* Exercise *
Output every line of the records below as a JSON list of strings, one string per line, leaving out blank lines.

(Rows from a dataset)
::::::::::

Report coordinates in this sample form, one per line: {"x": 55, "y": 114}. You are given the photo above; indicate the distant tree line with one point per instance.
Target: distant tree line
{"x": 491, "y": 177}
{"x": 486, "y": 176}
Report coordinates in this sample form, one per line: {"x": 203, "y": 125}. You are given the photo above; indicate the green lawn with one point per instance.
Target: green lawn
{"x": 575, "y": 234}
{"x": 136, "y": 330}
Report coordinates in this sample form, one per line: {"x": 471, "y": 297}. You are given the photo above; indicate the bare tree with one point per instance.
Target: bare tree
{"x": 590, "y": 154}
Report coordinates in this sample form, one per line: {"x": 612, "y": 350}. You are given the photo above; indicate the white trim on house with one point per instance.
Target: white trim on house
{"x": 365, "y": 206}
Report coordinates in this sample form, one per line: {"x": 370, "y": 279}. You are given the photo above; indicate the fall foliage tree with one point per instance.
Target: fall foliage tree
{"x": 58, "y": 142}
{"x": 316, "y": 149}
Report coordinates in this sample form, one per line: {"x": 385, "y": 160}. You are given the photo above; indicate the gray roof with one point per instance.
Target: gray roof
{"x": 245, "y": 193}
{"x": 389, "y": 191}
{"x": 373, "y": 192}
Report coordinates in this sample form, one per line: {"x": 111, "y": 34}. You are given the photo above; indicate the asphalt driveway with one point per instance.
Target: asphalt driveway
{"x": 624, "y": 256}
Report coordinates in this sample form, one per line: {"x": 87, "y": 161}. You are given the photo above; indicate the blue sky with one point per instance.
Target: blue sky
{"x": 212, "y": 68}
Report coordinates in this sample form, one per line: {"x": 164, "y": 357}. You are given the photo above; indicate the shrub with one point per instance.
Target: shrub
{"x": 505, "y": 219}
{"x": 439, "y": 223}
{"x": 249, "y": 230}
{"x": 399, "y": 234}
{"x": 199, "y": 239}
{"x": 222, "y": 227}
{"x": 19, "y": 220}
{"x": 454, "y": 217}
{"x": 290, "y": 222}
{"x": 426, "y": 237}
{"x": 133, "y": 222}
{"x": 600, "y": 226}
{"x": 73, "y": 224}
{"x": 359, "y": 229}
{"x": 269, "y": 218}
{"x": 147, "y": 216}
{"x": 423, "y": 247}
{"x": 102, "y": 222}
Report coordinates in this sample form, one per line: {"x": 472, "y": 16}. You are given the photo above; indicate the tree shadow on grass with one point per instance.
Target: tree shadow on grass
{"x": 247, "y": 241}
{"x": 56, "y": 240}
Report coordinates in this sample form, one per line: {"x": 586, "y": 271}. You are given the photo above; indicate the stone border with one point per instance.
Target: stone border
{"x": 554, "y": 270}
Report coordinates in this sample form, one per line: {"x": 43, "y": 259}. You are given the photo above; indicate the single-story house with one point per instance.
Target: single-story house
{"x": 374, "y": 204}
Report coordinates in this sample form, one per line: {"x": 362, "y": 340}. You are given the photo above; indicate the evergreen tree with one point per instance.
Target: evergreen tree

::::::::::

* Answer to this task *
[
  "Report coordinates in this sample form, one per line: {\"x\": 55, \"y\": 114}. You are given the photo above; indicate the distant tree line with one point per instance.",
  "Target: distant tree line",
  "{\"x\": 491, \"y\": 177}",
  "{\"x\": 486, \"y\": 176}",
  "Report coordinates in this sample form, one per line: {\"x\": 203, \"y\": 125}. You are given the photo above; indicate the green lawn with one point per instance.",
  "Target: green lawn",
  "{\"x\": 575, \"y\": 234}",
  "{\"x\": 136, \"y\": 330}",
  "Report coordinates in this sample form, one per line: {\"x\": 471, \"y\": 297}. You are given the photo above; indicate the bare tree with one point per instance.",
  "Target: bare tree",
  "{\"x\": 590, \"y\": 154}",
  "Report coordinates in this sample form, one per line: {\"x\": 612, \"y\": 350}. You are given the photo above; indicate the white trim on house with one point per instance.",
  "Target: white trim on house",
  "{\"x\": 365, \"y\": 206}",
  "Report coordinates in this sample form, one per line: {\"x\": 370, \"y\": 279}. You are given the photo above; indicate the fall foliage tree with one point per instance.",
  "Target: fall foliage tree",
  "{\"x\": 58, \"y\": 142}",
  "{\"x\": 316, \"y\": 149}",
  "Report coordinates in this sample form, one per line: {\"x\": 385, \"y\": 160}. You are given the photo above; indicate the gray roof with one point per instance.",
  "Target: gray roof",
  "{\"x\": 245, \"y\": 193}",
  "{\"x\": 389, \"y\": 191}",
  "{\"x\": 373, \"y\": 192}",
  "Report coordinates in this sample form, one per line: {\"x\": 111, \"y\": 34}. You are given the photo above; indicate the asphalt driveway with one point per instance.",
  "Target: asphalt driveway",
  "{\"x\": 624, \"y\": 256}",
  "Report coordinates in this sample form, one per line: {\"x\": 87, \"y\": 161}. You are given the photo above; indicate the blue sky with one point per instance.",
  "Target: blue sky",
  "{\"x\": 212, \"y\": 68}",
  "Report coordinates in this sample form, one per line: {\"x\": 164, \"y\": 357}. You are given the photo above; indicate the shrub with one point per instance.",
  "Target: shrub",
  "{\"x\": 505, \"y\": 219}",
  "{\"x\": 439, \"y\": 223}",
  "{\"x\": 249, \"y\": 230}",
  "{\"x\": 399, \"y\": 234}",
  "{\"x\": 199, \"y\": 239}",
  "{\"x\": 222, \"y\": 227}",
  "{\"x\": 19, \"y\": 220}",
  "{\"x\": 454, \"y\": 217}",
  "{\"x\": 290, \"y\": 222}",
  "{\"x\": 426, \"y\": 237}",
  "{\"x\": 133, \"y\": 222}",
  "{\"x\": 600, \"y\": 226}",
  "{\"x\": 73, \"y\": 224}",
  "{\"x\": 359, \"y\": 229}",
  "{\"x\": 269, \"y\": 218}",
  "{\"x\": 147, \"y\": 216}",
  "{\"x\": 423, \"y\": 247}",
  "{\"x\": 102, \"y\": 222}",
  "Report coordinates in this sample form, one per line: {\"x\": 472, \"y\": 16}. You are given the photo above; indicate the tree shadow on grass with one point per instance.",
  "Target: tree shadow on grass",
  "{\"x\": 247, \"y\": 241}",
  "{\"x\": 56, \"y\": 240}",
  "Report coordinates in this sample form, one per line: {\"x\": 586, \"y\": 271}. You are given the photo above; indicate the stone border with one point per instance.",
  "Target: stone border",
  "{\"x\": 554, \"y\": 270}",
  "Report coordinates in this sample form, one per line: {\"x\": 43, \"y\": 259}. You are given the photo above; indicate the single-story house with one point per instance.",
  "Target: single-story house",
  "{\"x\": 374, \"y\": 204}",
  "Report coordinates in this sample form, one per line: {\"x\": 362, \"y\": 340}. You are given the photo above; indicate the evergreen tree with one point per instance.",
  "Target: evergreen tree"
]